Copy the material character for character, from its first line through the line containing "[(122, 383)]", including both of those lines.

═══ DATA LISTING

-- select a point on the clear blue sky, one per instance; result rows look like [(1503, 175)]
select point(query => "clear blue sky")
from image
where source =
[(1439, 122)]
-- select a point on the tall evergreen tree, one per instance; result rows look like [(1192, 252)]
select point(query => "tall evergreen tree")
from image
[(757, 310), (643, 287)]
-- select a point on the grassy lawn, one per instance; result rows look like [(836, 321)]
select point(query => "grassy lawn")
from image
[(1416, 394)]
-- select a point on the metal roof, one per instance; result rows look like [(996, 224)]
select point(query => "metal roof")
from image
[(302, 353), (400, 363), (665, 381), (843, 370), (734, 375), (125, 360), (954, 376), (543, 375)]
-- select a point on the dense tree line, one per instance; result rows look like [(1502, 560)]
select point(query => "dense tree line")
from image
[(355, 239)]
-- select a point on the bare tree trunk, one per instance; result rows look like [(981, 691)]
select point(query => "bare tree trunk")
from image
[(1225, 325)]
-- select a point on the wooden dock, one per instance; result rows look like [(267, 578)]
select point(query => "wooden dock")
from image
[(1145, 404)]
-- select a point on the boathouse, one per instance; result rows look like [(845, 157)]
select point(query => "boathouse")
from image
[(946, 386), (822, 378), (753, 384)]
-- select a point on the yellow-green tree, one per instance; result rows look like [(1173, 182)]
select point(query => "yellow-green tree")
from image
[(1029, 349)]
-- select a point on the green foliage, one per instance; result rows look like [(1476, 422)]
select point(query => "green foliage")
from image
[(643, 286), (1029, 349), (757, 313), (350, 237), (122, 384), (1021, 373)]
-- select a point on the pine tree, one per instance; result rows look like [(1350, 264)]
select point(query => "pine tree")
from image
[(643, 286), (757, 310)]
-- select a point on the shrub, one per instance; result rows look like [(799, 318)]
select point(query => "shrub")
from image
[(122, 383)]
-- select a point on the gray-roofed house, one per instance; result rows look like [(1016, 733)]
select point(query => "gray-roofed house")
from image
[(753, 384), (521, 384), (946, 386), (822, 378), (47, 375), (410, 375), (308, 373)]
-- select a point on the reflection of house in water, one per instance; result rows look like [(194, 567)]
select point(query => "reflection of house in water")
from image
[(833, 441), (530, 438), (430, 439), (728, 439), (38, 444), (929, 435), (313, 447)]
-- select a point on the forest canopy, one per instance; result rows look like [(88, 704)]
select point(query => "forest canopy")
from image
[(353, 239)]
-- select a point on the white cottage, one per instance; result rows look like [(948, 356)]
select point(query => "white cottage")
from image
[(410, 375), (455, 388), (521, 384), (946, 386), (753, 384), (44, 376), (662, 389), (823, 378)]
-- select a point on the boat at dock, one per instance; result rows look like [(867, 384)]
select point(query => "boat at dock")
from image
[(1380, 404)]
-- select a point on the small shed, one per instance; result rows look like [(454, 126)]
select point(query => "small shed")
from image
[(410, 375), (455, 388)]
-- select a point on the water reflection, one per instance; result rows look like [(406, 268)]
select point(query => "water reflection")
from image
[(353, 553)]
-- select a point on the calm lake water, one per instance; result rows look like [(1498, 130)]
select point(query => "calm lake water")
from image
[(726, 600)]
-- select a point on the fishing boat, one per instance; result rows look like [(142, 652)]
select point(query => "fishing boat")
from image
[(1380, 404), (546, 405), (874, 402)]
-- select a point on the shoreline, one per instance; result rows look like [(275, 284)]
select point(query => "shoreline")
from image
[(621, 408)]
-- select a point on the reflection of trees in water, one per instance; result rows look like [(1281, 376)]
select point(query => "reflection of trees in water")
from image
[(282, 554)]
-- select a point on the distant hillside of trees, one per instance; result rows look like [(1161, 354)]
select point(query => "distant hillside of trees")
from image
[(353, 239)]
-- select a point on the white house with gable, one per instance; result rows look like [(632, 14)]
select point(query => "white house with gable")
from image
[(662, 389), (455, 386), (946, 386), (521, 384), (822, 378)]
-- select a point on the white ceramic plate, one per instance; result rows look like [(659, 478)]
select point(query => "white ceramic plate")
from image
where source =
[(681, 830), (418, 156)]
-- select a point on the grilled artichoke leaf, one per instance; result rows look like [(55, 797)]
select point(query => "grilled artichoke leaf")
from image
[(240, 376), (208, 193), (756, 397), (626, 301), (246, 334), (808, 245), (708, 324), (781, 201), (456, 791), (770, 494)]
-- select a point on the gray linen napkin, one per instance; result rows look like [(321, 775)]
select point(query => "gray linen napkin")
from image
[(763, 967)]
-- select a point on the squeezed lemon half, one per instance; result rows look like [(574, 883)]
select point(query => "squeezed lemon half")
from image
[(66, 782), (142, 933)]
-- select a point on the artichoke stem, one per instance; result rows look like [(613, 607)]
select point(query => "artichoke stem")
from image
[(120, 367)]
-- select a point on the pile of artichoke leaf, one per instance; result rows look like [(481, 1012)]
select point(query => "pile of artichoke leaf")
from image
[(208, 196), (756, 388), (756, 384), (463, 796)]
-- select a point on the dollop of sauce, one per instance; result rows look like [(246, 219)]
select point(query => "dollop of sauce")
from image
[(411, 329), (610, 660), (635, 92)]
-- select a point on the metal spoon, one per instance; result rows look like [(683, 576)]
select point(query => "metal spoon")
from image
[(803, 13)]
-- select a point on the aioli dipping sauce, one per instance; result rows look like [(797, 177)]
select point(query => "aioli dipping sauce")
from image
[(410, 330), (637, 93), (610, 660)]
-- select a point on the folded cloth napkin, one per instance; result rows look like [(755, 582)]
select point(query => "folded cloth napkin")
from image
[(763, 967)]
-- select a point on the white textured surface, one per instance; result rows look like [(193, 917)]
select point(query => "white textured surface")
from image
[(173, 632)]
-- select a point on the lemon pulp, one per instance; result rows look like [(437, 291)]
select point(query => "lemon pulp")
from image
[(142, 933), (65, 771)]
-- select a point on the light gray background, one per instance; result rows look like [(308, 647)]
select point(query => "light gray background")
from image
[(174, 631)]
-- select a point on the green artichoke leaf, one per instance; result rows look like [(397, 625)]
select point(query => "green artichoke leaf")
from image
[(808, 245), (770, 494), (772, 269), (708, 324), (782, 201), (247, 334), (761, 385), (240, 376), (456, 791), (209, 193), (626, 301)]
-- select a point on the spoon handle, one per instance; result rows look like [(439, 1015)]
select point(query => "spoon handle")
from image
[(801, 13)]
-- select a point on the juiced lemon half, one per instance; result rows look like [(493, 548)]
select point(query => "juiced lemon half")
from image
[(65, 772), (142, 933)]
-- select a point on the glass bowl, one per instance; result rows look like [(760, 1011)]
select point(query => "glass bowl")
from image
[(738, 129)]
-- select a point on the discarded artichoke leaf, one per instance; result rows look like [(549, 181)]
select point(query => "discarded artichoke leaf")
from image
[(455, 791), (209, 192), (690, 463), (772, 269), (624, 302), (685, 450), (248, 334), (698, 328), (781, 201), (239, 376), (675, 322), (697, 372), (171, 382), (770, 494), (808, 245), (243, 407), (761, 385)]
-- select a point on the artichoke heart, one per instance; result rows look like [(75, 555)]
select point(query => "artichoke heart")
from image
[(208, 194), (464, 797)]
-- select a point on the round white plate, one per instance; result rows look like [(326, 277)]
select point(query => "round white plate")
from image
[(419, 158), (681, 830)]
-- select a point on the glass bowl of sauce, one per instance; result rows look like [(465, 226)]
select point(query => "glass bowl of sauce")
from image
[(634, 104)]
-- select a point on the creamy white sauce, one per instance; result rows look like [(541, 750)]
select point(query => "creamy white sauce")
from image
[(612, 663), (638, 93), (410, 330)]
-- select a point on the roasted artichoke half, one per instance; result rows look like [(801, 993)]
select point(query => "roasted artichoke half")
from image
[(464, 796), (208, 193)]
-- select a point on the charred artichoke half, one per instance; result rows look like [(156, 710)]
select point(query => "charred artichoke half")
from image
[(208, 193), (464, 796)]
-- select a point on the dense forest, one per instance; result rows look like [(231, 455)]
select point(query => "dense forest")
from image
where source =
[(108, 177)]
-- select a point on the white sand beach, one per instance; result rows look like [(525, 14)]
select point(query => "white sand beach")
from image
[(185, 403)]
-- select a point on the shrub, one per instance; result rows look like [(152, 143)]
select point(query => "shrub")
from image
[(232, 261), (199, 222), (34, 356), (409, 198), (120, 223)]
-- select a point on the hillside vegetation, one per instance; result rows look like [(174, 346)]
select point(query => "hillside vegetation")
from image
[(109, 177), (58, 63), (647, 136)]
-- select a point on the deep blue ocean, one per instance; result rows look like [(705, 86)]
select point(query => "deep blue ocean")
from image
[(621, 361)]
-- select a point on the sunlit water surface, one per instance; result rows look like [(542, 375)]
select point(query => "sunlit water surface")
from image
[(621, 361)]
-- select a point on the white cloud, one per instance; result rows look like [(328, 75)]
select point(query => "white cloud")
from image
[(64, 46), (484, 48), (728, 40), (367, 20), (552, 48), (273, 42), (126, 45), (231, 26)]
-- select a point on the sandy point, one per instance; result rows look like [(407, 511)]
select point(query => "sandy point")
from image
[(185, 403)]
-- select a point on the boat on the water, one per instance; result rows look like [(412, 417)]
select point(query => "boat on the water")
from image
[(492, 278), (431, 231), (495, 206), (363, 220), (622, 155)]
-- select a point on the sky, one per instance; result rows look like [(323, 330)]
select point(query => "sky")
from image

══════

- REPLY -
-- select a point on the clear blue sky, one per instance; result rows look like [(1503, 175)]
select point(query => "clear blue sky")
from image
where source =
[(1439, 122)]
-- select a point on the tall evergreen tree, one per instance; result rows look like [(1192, 252)]
select point(query => "tall evergreen tree")
from image
[(757, 310), (643, 287)]
-- select a point on the grassy lawn, one per instance; result rows look like [(836, 321)]
select point(query => "grassy lawn")
from image
[(1416, 394)]
-- select a point on the metal roof, one per instance; result rows look like [(996, 224)]
select point(query => "metal roof")
from image
[(302, 353), (400, 363), (665, 381), (843, 370), (734, 375), (125, 360), (954, 376), (543, 375)]
-- select a point on the dense tree line, one per instance; result rows look like [(1502, 560)]
select point(query => "dense tree line")
from image
[(355, 239)]
-- select a point on the bare tree trunk, one per instance; result rows look like [(981, 691)]
select point(query => "bare tree trunk")
from image
[(1225, 325)]
-- select a point on the wooden dock, one per instance; result rows look like [(267, 578)]
select point(query => "wooden dock")
from image
[(1145, 404)]
-- select a point on the boathouse, one per instance; result rows look like [(845, 157)]
select point(query => "boathouse")
from image
[(946, 386), (822, 378), (753, 384)]
-- select a point on the yellow-green tree, one per instance; result rows look like [(1173, 182)]
select point(query => "yellow-green tree")
from image
[(1029, 349)]
-- select a point on the green foliage, one per instance; result rows look like [(1476, 422)]
select point(query => "green foliage")
from image
[(643, 286), (1029, 349), (757, 313), (350, 237), (122, 384), (1021, 373)]
-- select a point on the pine tree, one per instance; result rows look like [(1350, 264)]
select point(query => "pine tree")
from image
[(643, 286), (757, 310)]
-- select a point on the shrub, one per instance; result rows look like [(799, 318)]
select point(query => "shrub")
from image
[(122, 383)]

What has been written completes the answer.